- WORK TO BE COMPLETED: Which lines in the records below contain the word "pole"? Copy each of them.

Natural language region descriptions:
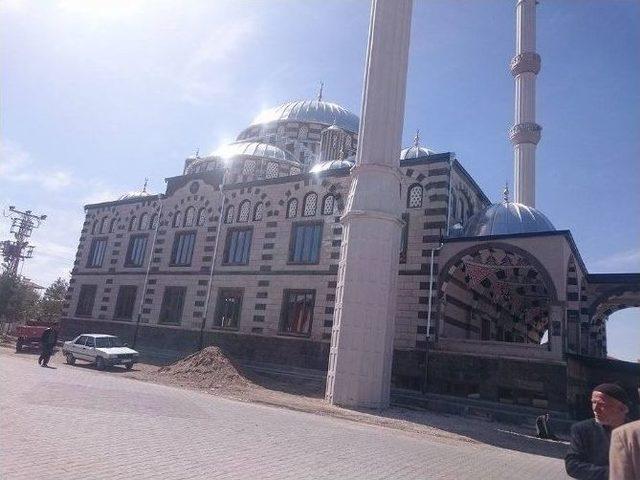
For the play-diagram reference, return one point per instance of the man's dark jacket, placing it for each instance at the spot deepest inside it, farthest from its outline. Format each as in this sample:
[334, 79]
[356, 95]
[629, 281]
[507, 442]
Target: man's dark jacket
[588, 455]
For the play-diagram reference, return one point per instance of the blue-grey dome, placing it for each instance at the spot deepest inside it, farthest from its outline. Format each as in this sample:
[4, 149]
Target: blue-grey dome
[415, 151]
[333, 165]
[254, 149]
[507, 218]
[315, 111]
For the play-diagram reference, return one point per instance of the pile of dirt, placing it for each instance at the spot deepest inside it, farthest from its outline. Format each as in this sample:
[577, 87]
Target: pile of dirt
[209, 368]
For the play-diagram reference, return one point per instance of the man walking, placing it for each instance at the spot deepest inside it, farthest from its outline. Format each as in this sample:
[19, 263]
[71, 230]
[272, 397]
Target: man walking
[588, 455]
[47, 343]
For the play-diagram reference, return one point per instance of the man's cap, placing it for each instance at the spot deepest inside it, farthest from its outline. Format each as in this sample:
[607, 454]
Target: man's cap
[613, 390]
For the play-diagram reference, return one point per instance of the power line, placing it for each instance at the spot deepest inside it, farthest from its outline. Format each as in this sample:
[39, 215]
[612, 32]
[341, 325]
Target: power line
[17, 250]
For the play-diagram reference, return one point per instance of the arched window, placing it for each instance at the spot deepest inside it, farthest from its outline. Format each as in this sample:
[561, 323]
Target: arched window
[328, 204]
[190, 217]
[144, 222]
[310, 205]
[228, 216]
[414, 196]
[177, 218]
[244, 210]
[258, 212]
[249, 167]
[292, 208]
[272, 170]
[454, 205]
[202, 216]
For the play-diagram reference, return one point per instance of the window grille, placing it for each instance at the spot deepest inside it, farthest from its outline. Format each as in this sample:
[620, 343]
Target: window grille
[292, 208]
[182, 251]
[310, 204]
[238, 246]
[297, 312]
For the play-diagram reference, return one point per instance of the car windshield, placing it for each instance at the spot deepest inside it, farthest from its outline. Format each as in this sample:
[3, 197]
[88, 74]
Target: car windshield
[108, 342]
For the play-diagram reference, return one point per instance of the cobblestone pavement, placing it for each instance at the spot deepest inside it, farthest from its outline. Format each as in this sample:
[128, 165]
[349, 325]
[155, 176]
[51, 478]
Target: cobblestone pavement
[75, 423]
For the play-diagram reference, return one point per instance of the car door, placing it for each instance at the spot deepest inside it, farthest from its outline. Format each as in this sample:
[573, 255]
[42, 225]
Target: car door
[77, 347]
[90, 349]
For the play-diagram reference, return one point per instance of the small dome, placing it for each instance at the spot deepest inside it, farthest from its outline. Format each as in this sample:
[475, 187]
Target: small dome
[333, 165]
[415, 151]
[128, 195]
[253, 149]
[507, 218]
[315, 111]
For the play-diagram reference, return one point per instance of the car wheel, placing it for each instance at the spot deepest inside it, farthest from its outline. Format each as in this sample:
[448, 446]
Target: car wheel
[100, 365]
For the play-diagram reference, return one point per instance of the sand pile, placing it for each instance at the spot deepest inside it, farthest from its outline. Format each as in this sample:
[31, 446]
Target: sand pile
[208, 368]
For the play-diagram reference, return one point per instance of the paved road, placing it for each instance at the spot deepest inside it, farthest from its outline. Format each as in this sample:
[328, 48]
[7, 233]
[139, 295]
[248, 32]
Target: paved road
[77, 423]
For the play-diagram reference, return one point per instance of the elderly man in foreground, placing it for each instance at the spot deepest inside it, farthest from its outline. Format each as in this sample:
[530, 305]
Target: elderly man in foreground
[588, 455]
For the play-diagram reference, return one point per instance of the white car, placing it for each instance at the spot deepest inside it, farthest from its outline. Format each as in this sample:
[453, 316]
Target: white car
[103, 350]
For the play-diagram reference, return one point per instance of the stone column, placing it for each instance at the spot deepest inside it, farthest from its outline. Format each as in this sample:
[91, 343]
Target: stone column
[556, 328]
[525, 133]
[364, 318]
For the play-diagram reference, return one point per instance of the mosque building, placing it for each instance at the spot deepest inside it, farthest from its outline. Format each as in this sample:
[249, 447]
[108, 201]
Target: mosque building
[243, 250]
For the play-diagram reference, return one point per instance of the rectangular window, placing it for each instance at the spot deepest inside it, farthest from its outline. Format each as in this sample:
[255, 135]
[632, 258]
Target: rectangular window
[172, 303]
[85, 300]
[125, 301]
[228, 308]
[304, 246]
[136, 251]
[182, 252]
[297, 312]
[238, 246]
[404, 238]
[96, 252]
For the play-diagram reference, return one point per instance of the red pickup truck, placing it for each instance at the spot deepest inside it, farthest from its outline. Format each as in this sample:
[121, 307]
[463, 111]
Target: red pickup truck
[28, 336]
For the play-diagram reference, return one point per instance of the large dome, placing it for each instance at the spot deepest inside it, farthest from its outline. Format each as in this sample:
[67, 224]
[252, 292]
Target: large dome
[507, 218]
[254, 149]
[316, 111]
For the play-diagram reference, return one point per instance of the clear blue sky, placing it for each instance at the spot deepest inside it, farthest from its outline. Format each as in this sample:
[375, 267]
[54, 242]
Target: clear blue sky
[98, 95]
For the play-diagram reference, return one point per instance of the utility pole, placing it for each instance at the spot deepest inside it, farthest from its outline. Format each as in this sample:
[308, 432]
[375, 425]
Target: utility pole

- SOLUTION:
For the play-diagram reference, return one point per instance of the utility pole, placing it for each instance at the spot deepest inside it, farthest from its outline. Format each as in this sample:
Target: utility pole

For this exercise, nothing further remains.